◆ **Aim**:
Reproduce the items verbatim, starting at the line that contains "Your task is to locate every instance of plaid" and ending at the line that contains "[210,277,404,566]", with both of those lines included.

◆ **Record excerpts**:
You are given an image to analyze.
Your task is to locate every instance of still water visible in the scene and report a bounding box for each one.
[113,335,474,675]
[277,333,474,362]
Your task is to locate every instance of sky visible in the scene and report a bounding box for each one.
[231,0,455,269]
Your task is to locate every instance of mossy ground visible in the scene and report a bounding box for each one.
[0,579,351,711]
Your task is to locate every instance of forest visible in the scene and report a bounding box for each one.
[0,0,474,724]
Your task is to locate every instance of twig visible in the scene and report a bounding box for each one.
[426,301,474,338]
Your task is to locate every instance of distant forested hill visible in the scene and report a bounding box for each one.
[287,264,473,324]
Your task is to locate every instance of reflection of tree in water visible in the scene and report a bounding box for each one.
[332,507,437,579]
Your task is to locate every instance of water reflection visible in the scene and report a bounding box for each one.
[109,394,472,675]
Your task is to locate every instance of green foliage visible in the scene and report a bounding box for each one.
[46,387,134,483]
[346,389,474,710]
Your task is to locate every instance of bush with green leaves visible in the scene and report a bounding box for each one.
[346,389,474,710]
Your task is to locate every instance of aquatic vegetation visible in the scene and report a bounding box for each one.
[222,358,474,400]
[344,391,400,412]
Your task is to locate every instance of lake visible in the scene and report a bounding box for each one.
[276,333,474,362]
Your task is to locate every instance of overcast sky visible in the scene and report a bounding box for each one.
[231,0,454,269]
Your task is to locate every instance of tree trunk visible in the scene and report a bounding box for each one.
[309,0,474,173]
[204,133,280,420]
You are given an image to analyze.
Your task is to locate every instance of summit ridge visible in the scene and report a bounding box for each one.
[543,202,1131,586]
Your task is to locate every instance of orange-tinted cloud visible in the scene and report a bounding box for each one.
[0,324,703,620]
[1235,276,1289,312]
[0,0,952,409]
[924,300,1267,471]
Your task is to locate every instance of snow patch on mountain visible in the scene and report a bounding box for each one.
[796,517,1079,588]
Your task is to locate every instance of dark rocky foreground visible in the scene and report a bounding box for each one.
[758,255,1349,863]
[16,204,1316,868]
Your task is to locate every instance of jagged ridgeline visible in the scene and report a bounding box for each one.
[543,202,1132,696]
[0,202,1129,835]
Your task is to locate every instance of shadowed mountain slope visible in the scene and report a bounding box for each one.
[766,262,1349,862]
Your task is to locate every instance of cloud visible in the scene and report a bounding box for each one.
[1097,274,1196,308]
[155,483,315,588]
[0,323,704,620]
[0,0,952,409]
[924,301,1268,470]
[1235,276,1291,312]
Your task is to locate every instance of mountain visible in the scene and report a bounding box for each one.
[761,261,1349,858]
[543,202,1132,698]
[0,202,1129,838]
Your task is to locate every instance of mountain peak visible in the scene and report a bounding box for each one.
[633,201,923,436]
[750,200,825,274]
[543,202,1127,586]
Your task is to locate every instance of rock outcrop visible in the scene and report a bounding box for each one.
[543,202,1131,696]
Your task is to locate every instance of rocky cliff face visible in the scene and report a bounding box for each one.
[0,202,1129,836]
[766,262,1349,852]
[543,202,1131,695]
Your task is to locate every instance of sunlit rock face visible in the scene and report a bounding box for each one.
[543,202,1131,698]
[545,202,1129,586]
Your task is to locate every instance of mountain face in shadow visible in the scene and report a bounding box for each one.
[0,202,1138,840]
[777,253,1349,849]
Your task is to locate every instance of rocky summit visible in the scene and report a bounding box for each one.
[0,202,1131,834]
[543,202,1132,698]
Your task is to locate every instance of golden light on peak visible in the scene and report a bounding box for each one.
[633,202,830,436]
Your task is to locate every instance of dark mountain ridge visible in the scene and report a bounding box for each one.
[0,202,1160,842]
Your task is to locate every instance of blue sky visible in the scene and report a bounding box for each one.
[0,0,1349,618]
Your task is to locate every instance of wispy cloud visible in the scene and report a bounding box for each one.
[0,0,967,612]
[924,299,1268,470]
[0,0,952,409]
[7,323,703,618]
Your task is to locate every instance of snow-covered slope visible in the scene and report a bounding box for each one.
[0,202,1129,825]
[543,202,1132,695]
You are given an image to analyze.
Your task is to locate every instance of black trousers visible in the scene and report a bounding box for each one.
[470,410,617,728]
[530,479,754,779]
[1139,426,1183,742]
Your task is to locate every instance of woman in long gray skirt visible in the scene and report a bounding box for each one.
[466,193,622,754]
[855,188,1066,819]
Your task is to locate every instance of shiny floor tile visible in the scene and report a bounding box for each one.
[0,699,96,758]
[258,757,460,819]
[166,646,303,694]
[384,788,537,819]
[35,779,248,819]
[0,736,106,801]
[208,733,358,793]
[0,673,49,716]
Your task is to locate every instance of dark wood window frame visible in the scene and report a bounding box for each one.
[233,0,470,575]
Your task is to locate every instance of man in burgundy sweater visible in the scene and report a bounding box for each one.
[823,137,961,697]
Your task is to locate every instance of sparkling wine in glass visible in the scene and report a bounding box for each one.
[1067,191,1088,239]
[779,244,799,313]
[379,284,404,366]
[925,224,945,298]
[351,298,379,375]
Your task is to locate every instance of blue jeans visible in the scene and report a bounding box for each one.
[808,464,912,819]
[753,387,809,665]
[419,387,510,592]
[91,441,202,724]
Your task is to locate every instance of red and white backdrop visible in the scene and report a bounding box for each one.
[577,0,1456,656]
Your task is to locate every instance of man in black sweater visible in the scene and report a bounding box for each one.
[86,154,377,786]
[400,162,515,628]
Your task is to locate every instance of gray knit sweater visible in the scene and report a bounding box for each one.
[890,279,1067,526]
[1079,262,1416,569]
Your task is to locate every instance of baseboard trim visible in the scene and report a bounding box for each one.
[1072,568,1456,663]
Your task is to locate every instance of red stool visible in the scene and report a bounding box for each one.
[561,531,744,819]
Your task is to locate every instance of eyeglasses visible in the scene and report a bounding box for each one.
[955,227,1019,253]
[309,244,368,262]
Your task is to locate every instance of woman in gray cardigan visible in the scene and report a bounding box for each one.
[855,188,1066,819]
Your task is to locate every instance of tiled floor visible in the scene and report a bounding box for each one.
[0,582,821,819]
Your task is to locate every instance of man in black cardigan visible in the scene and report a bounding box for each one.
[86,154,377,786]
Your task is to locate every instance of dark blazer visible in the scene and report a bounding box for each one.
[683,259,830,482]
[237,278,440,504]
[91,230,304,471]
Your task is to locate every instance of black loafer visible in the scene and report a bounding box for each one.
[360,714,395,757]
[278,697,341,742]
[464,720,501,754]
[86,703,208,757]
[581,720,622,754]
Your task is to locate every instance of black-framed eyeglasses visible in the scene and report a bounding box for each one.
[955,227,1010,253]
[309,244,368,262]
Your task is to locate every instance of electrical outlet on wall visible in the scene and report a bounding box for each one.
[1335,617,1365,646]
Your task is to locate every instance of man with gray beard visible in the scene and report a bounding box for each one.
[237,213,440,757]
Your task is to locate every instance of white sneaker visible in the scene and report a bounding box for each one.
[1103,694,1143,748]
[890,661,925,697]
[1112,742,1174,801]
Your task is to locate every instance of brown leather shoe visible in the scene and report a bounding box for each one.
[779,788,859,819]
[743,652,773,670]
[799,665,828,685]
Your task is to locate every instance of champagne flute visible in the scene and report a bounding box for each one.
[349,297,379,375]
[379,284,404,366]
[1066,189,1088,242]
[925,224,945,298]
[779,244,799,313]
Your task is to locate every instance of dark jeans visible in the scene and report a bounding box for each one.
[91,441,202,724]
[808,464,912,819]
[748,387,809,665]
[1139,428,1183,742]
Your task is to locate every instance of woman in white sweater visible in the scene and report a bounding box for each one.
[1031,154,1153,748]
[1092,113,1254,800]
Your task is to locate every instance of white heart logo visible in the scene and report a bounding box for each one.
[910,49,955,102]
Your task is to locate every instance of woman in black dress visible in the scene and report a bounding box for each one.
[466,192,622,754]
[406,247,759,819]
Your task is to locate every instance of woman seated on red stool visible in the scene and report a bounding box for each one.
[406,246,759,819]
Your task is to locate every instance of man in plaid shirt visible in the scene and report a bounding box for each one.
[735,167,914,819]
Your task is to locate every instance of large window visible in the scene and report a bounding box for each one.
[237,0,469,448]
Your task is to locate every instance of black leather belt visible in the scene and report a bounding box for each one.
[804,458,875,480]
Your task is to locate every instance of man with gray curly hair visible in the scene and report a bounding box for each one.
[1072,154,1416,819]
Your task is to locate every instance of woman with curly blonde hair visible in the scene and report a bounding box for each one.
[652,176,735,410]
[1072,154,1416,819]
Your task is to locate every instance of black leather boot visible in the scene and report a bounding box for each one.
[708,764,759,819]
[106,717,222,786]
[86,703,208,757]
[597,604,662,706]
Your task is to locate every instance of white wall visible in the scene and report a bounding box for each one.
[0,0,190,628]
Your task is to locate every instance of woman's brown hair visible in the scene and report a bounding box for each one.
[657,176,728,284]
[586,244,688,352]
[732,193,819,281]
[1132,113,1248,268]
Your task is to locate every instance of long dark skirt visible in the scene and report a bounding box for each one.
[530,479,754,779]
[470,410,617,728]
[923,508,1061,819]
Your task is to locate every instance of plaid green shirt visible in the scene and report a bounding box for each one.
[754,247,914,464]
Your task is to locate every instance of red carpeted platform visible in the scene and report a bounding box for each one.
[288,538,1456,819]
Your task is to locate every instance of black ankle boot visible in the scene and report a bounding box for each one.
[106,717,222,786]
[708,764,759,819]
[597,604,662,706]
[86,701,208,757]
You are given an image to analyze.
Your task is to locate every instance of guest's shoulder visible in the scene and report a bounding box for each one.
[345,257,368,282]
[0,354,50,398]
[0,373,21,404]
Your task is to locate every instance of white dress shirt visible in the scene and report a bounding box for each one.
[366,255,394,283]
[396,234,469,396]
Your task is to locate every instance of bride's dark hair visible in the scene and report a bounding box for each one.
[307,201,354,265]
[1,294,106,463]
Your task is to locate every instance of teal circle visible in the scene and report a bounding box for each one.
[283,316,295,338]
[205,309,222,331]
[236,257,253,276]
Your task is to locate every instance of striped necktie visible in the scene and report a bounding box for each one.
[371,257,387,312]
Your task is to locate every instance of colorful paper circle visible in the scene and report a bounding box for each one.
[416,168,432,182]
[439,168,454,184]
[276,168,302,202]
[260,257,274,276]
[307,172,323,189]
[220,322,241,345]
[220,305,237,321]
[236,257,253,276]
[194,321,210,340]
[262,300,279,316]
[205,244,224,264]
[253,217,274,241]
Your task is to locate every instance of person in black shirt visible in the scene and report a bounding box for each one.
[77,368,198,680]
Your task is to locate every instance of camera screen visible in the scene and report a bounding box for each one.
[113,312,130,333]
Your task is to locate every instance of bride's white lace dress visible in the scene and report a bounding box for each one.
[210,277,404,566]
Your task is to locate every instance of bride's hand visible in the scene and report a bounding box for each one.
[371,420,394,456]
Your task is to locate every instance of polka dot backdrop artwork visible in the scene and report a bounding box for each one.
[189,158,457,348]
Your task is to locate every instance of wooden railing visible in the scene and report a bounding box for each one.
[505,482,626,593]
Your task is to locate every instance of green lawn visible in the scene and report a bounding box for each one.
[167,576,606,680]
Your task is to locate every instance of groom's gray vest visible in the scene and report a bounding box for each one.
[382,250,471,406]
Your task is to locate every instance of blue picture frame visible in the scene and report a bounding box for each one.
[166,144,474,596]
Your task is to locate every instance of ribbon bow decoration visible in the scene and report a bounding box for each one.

◆ **Reply**:
Your task is to locate every instance of plaid green shirt visible in the scene and report a bounding box for each one.
[754,247,914,464]
Your task is to locate every instance of red carpeted platform visible in the scene and report a bounding box for each one.
[288,538,1456,819]
Your task is to locate every instance of black ankle boot visible in the scene and report a bounding box for each one.
[106,717,222,786]
[708,764,759,819]
[597,604,662,706]
[86,701,208,757]
You are given an image to analyze.
Your task is to locate every instance of guest's shoulder visible in the scene and report a bounding box for each one.
[345,257,368,282]
[0,354,50,398]
[0,373,21,404]
Your task is to locate every instance of white dress shirt visible in the scene and report a bounding box for each one.
[366,255,394,283]
[396,234,469,396]
Your task is to locate every instance of bride's dark hair visible in the scene and report a bounding box for each one.
[307,201,354,265]
[1,294,106,463]
Your task is to locate every instance of teal circle visible in the scene and report a bounding box for each one.
[283,316,295,338]
[205,309,222,331]
[236,257,253,276]
Your task is to locate every instance of striped necktie visible in the scene and report a bounding box for each one.
[371,257,387,312]
Your task is to locate every instance of colorful paper circle visible in the scene and report a bounding box for each one.
[416,168,432,182]
[439,168,454,184]
[276,168,302,202]
[260,257,274,276]
[307,172,323,189]
[220,322,241,345]
[220,305,237,321]
[236,257,253,276]
[194,321,210,340]
[262,300,279,316]
[205,244,224,264]
[253,217,274,241]
Your task is to locate every instance of person in black shirt visible in the scene and report a bounding box for each one.
[77,368,198,680]
Your task is to locate every instance of camera screen visible in the scene and report a bounding box for each one.
[113,312,130,333]
Your task is to locate every instance of bride's white lace dress visible in the scene and report a bounding box for each one.
[210,277,404,566]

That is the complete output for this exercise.